[Start of Attachment]

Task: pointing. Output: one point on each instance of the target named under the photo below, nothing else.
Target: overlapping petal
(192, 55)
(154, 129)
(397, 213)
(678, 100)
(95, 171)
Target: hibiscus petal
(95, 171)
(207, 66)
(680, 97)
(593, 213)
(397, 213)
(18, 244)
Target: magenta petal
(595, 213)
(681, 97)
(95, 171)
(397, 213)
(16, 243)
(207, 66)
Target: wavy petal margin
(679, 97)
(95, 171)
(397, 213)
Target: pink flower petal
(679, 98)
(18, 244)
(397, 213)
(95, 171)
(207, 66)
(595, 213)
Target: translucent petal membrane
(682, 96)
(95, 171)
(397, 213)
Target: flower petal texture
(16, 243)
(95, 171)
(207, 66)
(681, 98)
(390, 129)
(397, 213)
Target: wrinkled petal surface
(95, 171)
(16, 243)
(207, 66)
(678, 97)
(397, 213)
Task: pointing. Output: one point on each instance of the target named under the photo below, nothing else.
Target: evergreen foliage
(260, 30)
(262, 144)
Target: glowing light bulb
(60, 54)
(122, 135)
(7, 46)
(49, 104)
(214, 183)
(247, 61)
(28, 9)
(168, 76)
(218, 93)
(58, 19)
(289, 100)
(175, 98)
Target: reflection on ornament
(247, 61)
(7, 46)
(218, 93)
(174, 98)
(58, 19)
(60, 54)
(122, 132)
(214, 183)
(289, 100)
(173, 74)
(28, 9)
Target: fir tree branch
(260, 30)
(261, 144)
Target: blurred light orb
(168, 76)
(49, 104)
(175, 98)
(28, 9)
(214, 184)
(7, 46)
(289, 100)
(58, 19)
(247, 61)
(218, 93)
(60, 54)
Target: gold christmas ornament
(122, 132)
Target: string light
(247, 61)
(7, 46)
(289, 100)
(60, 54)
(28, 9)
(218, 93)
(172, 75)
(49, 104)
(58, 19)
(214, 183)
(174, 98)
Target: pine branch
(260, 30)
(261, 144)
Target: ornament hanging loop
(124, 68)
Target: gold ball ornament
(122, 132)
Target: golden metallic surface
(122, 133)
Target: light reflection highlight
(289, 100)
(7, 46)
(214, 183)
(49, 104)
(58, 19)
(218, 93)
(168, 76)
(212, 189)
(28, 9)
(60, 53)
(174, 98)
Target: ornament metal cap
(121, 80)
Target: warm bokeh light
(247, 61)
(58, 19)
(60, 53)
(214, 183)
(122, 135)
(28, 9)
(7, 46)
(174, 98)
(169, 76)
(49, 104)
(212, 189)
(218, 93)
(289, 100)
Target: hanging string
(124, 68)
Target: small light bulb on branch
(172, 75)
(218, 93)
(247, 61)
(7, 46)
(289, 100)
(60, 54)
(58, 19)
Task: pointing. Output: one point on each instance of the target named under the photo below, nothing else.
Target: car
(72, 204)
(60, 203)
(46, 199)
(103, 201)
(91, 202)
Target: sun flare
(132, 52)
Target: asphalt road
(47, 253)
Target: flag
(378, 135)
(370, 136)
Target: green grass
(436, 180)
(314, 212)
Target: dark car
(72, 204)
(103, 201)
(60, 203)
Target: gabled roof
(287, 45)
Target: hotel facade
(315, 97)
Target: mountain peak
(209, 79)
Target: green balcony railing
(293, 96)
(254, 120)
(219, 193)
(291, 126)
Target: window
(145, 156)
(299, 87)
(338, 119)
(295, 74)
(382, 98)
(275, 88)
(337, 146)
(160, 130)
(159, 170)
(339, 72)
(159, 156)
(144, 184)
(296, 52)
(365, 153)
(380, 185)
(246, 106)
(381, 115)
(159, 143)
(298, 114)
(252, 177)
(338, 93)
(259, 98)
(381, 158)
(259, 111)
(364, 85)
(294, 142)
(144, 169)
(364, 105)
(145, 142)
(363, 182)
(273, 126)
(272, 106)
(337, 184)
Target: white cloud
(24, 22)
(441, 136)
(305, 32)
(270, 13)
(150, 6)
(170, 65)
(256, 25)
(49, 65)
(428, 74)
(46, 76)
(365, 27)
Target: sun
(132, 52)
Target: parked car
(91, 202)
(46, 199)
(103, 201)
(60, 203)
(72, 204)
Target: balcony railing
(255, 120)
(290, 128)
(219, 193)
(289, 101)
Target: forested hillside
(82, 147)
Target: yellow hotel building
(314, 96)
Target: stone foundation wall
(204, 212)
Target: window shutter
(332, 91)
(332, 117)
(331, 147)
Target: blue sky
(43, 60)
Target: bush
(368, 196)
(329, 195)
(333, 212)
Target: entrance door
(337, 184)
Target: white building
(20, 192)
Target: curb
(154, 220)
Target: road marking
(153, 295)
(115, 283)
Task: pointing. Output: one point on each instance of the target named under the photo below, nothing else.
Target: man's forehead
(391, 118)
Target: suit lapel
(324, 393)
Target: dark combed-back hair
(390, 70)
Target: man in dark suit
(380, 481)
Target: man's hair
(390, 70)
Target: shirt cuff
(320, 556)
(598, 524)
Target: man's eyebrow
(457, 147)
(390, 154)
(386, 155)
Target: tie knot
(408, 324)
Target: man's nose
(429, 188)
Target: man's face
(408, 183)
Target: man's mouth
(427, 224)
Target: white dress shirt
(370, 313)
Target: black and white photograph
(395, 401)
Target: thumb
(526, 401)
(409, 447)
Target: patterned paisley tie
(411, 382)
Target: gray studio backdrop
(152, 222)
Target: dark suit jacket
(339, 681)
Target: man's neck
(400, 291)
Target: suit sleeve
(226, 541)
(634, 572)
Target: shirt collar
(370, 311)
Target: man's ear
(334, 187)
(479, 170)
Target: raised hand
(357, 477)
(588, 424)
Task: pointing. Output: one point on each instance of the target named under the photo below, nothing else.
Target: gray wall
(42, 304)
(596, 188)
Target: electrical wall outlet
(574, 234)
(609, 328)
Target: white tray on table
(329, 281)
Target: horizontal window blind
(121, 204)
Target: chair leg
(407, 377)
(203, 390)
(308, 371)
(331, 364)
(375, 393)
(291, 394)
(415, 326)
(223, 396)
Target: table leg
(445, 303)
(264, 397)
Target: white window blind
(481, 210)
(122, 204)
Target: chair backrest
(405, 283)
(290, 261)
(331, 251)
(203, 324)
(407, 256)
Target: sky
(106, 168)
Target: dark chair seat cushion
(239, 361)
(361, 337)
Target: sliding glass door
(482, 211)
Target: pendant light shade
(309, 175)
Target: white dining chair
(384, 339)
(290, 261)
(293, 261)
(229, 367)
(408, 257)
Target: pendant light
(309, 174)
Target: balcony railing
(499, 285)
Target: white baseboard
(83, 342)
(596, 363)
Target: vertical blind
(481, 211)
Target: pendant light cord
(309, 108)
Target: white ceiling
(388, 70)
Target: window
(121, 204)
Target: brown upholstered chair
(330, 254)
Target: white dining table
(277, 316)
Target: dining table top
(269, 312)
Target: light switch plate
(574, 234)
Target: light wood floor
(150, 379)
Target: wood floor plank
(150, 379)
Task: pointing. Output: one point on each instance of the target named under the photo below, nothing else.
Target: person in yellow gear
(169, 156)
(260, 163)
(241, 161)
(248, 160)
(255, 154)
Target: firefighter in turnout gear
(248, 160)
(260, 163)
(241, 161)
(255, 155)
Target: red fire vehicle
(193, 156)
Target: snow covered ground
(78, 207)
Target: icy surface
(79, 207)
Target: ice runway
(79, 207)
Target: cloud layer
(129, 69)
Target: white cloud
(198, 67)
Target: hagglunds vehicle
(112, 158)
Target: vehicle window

[End of Attachment]

> **EXERCISE**:
The full listing needs to be transcribed exactly.

> **EXERCISE RESPONSE**:
Task: pointing. Output: one point on each instance of the target named under the photo below, nothing else.
Target: overlapping petal
(192, 55)
(154, 129)
(397, 213)
(678, 100)
(95, 171)
Target: hibiscus petal
(95, 171)
(207, 66)
(680, 97)
(593, 213)
(397, 213)
(18, 244)
Target: magenta petal
(595, 213)
(681, 97)
(95, 171)
(397, 213)
(16, 243)
(207, 66)
Target: wavy petal margin
(679, 97)
(95, 171)
(397, 213)
Target: pink flower petal
(679, 98)
(18, 244)
(397, 213)
(95, 171)
(207, 66)
(595, 213)
Target: translucent petal membrane
(682, 96)
(95, 171)
(397, 213)
Target: flower petal texture
(16, 243)
(95, 171)
(207, 66)
(681, 98)
(390, 129)
(397, 213)
Target: wrinkled petal surface
(95, 171)
(16, 243)
(207, 66)
(678, 97)
(397, 213)
Task: pointing. Output: one point on each instance of the target named under the photo below, nothing else.
Target: evergreen foliage
(260, 30)
(262, 144)
Target: glowing light bulb
(60, 54)
(122, 135)
(7, 46)
(49, 104)
(214, 183)
(247, 61)
(28, 9)
(168, 76)
(218, 93)
(58, 19)
(289, 100)
(175, 98)
Target: reflection on ornament
(247, 61)
(7, 46)
(218, 93)
(174, 98)
(58, 19)
(60, 54)
(122, 132)
(214, 183)
(289, 100)
(173, 74)
(28, 9)
Target: fir tree branch
(260, 30)
(261, 144)
Target: blurred light orb
(168, 76)
(49, 104)
(175, 98)
(28, 9)
(214, 184)
(7, 46)
(289, 100)
(58, 19)
(247, 61)
(218, 93)
(60, 54)
Target: gold christmas ornament
(122, 132)
Target: string light
(247, 61)
(7, 46)
(289, 100)
(60, 54)
(28, 9)
(218, 93)
(172, 75)
(49, 104)
(58, 19)
(214, 183)
(174, 98)
Target: pine branch
(260, 30)
(261, 144)
Target: ornament hanging loop
(124, 68)
Target: gold ball ornament
(122, 132)
Target: golden metallic surface
(122, 133)
Target: light reflection highlight
(289, 100)
(7, 46)
(214, 183)
(49, 104)
(58, 19)
(218, 93)
(168, 76)
(212, 189)
(28, 9)
(60, 53)
(174, 98)
Target: ornament metal cap
(121, 80)
Target: warm bokeh light
(247, 61)
(58, 19)
(60, 53)
(214, 183)
(122, 135)
(28, 9)
(7, 46)
(174, 98)
(169, 76)
(49, 104)
(212, 189)
(218, 93)
(289, 100)
Target: hanging string
(124, 68)
Target: small light bulb on branch
(172, 75)
(218, 93)
(247, 61)
(7, 46)
(289, 100)
(60, 54)
(58, 19)
Task: pointing. Output: one point on each instance of the target named under the photo below, nothing else.
Target: car
(72, 204)
(60, 203)
(46, 199)
(103, 201)
(91, 202)
Target: sun flare
(132, 52)
Target: asphalt road
(47, 253)
Target: flag
(378, 135)
(370, 136)
Target: green grass
(436, 180)
(314, 212)
Target: dark car
(72, 204)
(103, 201)
(60, 203)
Target: gabled roof
(287, 45)
Target: hotel facade
(315, 97)
Target: mountain peak
(209, 79)
Target: green balcony railing
(293, 96)
(254, 120)
(219, 193)
(291, 126)
Target: window
(145, 156)
(299, 87)
(338, 119)
(295, 74)
(382, 98)
(275, 88)
(337, 146)
(160, 130)
(159, 170)
(339, 72)
(159, 156)
(144, 184)
(296, 52)
(365, 153)
(380, 185)
(246, 106)
(381, 115)
(159, 143)
(298, 114)
(252, 177)
(338, 93)
(259, 98)
(381, 158)
(259, 111)
(364, 85)
(294, 142)
(144, 169)
(364, 105)
(145, 142)
(363, 182)
(273, 126)
(272, 106)
(337, 184)
Target: white cloud
(24, 22)
(441, 136)
(305, 32)
(270, 13)
(150, 6)
(170, 65)
(256, 25)
(49, 65)
(428, 74)
(46, 76)
(365, 27)
Target: sun
(132, 52)
Target: parked car
(91, 202)
(46, 199)
(103, 201)
(60, 203)
(72, 204)
Target: balcony railing
(255, 120)
(290, 128)
(219, 193)
(289, 101)
Target: forested hillside
(82, 147)
Target: yellow hotel building
(314, 96)
Target: stone foundation wall
(204, 212)
Target: window shutter
(332, 91)
(332, 117)
(331, 147)
Target: blue sky
(43, 60)
Target: bush
(368, 196)
(329, 195)
(333, 212)
Target: entrance door
(337, 184)
Target: white building
(20, 192)
Target: curb
(154, 220)
Target: road marking
(153, 295)
(115, 283)
Task: pointing. Output: one point on each instance of the target named under the photo below, nothing else.
Target: man's forehead
(391, 118)
Target: suit lapel
(324, 393)
Target: dark combed-back hair
(390, 70)
Target: man in dark suit
(380, 481)
Target: man's hair
(390, 70)
Target: shirt cuff
(320, 556)
(598, 524)
Target: man's eyebrow
(457, 147)
(390, 154)
(386, 155)
Target: tie knot
(408, 324)
Target: man's nose
(429, 188)
Target: man's face
(408, 183)
Target: man's mouth
(427, 224)
Target: white dress shirt
(370, 313)
Target: black and white photograph
(395, 401)
Target: thumb
(526, 401)
(409, 447)
Target: patterned paisley tie
(411, 382)
Target: gray studio backdrop
(152, 222)
Target: dark suit jacket
(339, 681)
Target: man's neck
(400, 291)
Target: suit sleeve
(226, 541)
(634, 572)
Target: shirt collar
(370, 311)
Target: man's ear
(334, 187)
(479, 170)
Target: raised hand
(357, 477)
(588, 424)
Task: pointing. Output: one point on each instance of the target named under the photo below, nothing else.
Target: gray wall
(42, 304)
(596, 188)
Target: electrical wall outlet
(574, 234)
(609, 328)
Target: white tray on table
(329, 281)
Target: horizontal window blind
(121, 204)
Target: chair leg
(407, 377)
(203, 390)
(308, 371)
(331, 364)
(375, 393)
(291, 394)
(415, 326)
(223, 396)
Target: table leg
(445, 303)
(264, 397)
Target: white window blind
(481, 210)
(122, 204)
Target: chair backrest
(405, 283)
(290, 261)
(331, 251)
(203, 324)
(407, 256)
Target: sky
(106, 168)
Target: dark chair seat cushion
(239, 361)
(361, 337)
Target: sliding glass door
(482, 211)
Target: pendant light shade
(309, 175)
Target: white dining chair
(384, 339)
(290, 261)
(293, 261)
(229, 367)
(408, 257)
Target: pendant light
(309, 174)
Target: balcony railing
(499, 285)
Target: white baseboard
(83, 342)
(596, 363)
Target: vertical blind
(481, 211)
Target: pendant light cord
(309, 108)
Target: white ceiling
(388, 70)
Target: window
(121, 204)
Target: brown upholstered chair
(330, 254)
Target: white dining table
(277, 316)
Target: dining table top
(269, 312)
Target: light switch plate
(574, 234)
Target: light wood floor
(150, 379)
Target: wood floor plank
(150, 379)
Task: pointing. Output: one point on each instance of the target named under the photo below, nothing else.
Target: person in yellow gear
(169, 156)
(260, 163)
(241, 161)
(248, 160)
(255, 154)
Target: firefighter in turnout gear
(248, 160)
(260, 163)
(241, 161)
(255, 155)
Target: red fire vehicle
(193, 156)
Target: snow covered ground
(78, 207)
Target: icy surface
(79, 207)
Target: ice runway
(79, 207)
Target: cloud layer
(129, 69)
Target: white cloud
(198, 67)
Target: hagglunds vehicle
(112, 158)
Target: vehicle window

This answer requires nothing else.